**Records from a data collection:**
— begin —
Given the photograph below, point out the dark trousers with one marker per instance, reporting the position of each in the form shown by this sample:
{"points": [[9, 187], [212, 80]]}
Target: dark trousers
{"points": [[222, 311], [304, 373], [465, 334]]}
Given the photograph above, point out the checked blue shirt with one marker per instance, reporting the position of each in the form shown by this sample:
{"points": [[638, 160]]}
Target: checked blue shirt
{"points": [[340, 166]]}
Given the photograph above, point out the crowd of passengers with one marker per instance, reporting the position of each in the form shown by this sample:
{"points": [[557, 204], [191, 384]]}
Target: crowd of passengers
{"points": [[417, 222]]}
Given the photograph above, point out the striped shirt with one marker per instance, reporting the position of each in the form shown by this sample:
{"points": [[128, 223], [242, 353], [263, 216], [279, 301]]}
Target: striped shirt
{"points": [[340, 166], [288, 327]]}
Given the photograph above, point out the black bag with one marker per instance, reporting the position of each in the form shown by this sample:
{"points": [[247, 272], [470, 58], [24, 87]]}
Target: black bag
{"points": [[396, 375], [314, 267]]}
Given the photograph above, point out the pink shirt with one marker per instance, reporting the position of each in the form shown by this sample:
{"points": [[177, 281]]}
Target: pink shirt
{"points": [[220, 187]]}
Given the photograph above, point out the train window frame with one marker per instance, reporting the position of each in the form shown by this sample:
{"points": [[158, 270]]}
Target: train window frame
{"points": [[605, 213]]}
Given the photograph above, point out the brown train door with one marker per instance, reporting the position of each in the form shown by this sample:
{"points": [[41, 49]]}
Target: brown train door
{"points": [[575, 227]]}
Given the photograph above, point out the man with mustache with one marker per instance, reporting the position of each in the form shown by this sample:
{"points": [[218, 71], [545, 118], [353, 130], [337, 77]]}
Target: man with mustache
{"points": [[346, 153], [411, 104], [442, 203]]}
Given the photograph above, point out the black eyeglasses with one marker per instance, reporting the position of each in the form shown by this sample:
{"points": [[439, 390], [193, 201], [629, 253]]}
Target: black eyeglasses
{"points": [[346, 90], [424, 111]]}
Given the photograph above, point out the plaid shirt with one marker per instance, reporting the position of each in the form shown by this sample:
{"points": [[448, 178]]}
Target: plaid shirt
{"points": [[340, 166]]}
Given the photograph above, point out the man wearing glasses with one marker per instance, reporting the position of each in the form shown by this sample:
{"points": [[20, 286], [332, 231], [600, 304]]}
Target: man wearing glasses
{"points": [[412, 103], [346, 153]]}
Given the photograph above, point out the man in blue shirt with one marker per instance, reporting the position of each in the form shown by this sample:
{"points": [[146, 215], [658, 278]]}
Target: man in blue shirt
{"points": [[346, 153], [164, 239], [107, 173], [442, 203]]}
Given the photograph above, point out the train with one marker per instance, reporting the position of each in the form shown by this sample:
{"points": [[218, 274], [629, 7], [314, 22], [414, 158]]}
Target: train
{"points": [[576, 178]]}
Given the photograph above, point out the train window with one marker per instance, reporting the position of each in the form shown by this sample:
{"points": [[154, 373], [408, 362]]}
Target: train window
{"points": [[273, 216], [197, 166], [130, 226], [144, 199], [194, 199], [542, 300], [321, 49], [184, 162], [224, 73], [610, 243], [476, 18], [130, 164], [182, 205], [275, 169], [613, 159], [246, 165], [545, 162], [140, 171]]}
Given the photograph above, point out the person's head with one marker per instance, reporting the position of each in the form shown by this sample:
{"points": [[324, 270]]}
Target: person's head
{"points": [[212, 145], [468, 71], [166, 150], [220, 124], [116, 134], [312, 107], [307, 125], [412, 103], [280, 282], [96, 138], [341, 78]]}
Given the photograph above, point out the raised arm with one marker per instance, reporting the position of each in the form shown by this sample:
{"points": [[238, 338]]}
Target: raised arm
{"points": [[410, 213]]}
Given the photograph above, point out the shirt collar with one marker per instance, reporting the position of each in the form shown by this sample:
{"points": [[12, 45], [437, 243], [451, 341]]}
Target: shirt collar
— end —
**Short problem:** Reproduce every one of the records above word for word, with nothing altered, added, or left out.

**Full response:**
Given the photograph below, point out the dark trousers with one marker per instance, reporting the position of each in the form shown by this sample:
{"points": [[9, 187], [212, 80]]}
Target: dark trousers
{"points": [[222, 311], [304, 373], [465, 334]]}
Given the photograph above, point out the checked blue shirt with one marker per instance, reporting the position of each in the form shown by this sample:
{"points": [[638, 160]]}
Target: checked blue shirt
{"points": [[340, 166]]}
Given the photograph above, point out the crowd of passengers with one marker per instance, reporting the position of each in the form shown by this sample:
{"points": [[557, 204], [191, 384]]}
Target: crowd of passengers
{"points": [[417, 222]]}
Given the photograph above, point out the striped shirt with one marker per instance, reporting the position of each in the form shown by this sample:
{"points": [[128, 223], [242, 353], [263, 216], [279, 301]]}
Target: striped shirt
{"points": [[340, 166], [288, 327]]}
Given the photograph above, point out the black bag with one marker per instance, reporting the position of each in the form shown by this sample:
{"points": [[247, 272], [470, 58], [24, 87]]}
Target: black bag
{"points": [[396, 375], [314, 267]]}
Given the photograph above, point out the pink shirt with one marker per instance, reporting the position of each in the form shown by this sample:
{"points": [[177, 281]]}
Target: pink shirt
{"points": [[220, 187]]}
Given the photograph above, point out the train window frame with one marker per instance, reporting the position of each in the form shown by this sample:
{"points": [[158, 270]]}
Target: train window frame
{"points": [[605, 213]]}
Given the photograph above, point out the brown train door with one marker per instance, reporting the position of each in the form shown by this sample:
{"points": [[41, 49]]}
Target: brown train door
{"points": [[575, 227]]}
Given the photograph above, point out the man with mustache with one marker per instance, reporting the position of each in the form shown by this sample:
{"points": [[218, 71], [545, 118], [353, 130], [337, 77]]}
Target: man with mustache
{"points": [[346, 153], [411, 104], [442, 203]]}
Given the photograph above, point out the black eyeglasses with one marker per instance, reporting the position of each in the form shown by this sample:
{"points": [[439, 390], [193, 201], [629, 253]]}
Target: black eyeglasses
{"points": [[346, 90], [424, 111]]}
Given the photograph above, point out the plaid shirt with one marker per instance, reporting the position of each in the form shown by this sample:
{"points": [[448, 178]]}
Target: plaid shirt
{"points": [[340, 166]]}
Given the photograph above, point out the man wearing glasses with one marker per instance, reporting the position of each in the form shown by this sample:
{"points": [[20, 286], [332, 231], [600, 304]]}
Target: man wearing glasses
{"points": [[412, 103], [346, 153]]}
Given the photograph above, point out the man in blue shirt with one marker per instance, reporting the position of each in the form shown by this sample:
{"points": [[146, 215], [658, 278]]}
Target: man in blue shirt
{"points": [[346, 153], [164, 239], [107, 173], [442, 203]]}
Given the photograph above, point out the train with one marker per instance, reporting the position of each in the form shown by this sample:
{"points": [[218, 274], [629, 7], [314, 22], [414, 158]]}
Target: train
{"points": [[576, 178]]}
Given the photograph above, point out the train window with one marker per instance, reporting the position of each in the form shown by this sample:
{"points": [[154, 373], [408, 362]]}
Target: train window
{"points": [[273, 216], [197, 166], [130, 226], [144, 199], [194, 199], [542, 300], [321, 49], [184, 162], [224, 73], [610, 243], [476, 18], [130, 164], [182, 205], [275, 169], [613, 159], [246, 165], [545, 162], [140, 171]]}
Given the photograph above, point out the person's head with one marker per instance, reporting the position of each in the form shown by this sample:
{"points": [[324, 270]]}
Target: person's head
{"points": [[212, 145], [468, 71], [166, 150], [220, 124], [116, 134], [312, 107], [307, 125], [412, 103], [280, 282], [96, 138], [341, 78]]}
Given the photograph above, point out the raised arm with one marker per instance, reporting the position of each in the form shown by this sample:
{"points": [[238, 338]]}
Target: raised arm
{"points": [[410, 213]]}
Given the photograph above, point out the shirt collar with one marker per instance, reporting the position of each in the form shown by this sample:
{"points": [[12, 45], [437, 243], [451, 341]]}
Target: shirt collar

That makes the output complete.